> [EXERCISE OBJECTIVE] Render the lines below, from the one containing "Please indicate the large" through the last line, as a Markdown table with the columns Row and Line. Give each line its row number and leave out any blank lines.

> [RECORDS FOR THE TASK]
━━━━━━━━━━━━━━━━━━━━

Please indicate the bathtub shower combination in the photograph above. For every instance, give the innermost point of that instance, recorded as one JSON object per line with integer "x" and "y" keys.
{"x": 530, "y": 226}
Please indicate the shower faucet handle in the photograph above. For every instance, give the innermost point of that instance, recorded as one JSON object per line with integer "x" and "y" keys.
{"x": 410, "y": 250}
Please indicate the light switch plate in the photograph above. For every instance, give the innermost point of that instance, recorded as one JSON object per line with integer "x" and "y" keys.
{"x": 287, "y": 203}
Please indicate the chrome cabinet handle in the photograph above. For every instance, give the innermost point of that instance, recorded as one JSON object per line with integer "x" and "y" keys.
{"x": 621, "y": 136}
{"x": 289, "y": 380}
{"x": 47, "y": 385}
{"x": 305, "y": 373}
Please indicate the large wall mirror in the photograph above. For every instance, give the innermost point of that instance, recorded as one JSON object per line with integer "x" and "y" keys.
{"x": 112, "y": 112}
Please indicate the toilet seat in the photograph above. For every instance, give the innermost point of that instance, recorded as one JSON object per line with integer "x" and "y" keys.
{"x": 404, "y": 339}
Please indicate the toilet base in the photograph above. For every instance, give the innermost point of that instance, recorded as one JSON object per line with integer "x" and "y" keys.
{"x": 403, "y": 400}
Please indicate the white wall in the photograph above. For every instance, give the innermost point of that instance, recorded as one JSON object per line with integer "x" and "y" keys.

━━━━━━━━━━━━━━━━━━━━

> [ANSWER IN FULL]
| Row | Line |
|---|---|
| 1 | Please indicate the large wall mirror in the photograph above. For every instance, give the innermost point of that instance, recorded as one JSON object per line with integer "x" and "y" keys. |
| 2 | {"x": 112, "y": 112} |
| 3 | Please indicate the toilet seat in the photograph above. For every instance, give the innermost point of that instance, recorded as one JSON object per line with integer "x" and "y" keys. |
| 4 | {"x": 404, "y": 339} |
| 5 | Please indicate the toilet base in the photograph above. For every instance, give the innermost point of that instance, recorded as one JSON object per line with integer "x" and "y" keys. |
| 6 | {"x": 403, "y": 400} |
| 7 | Please indicate the white wall in the photograph above. For every instance, give the innermost point of that instance, recorded as one JSON object per line with integer "x" and "y" keys. |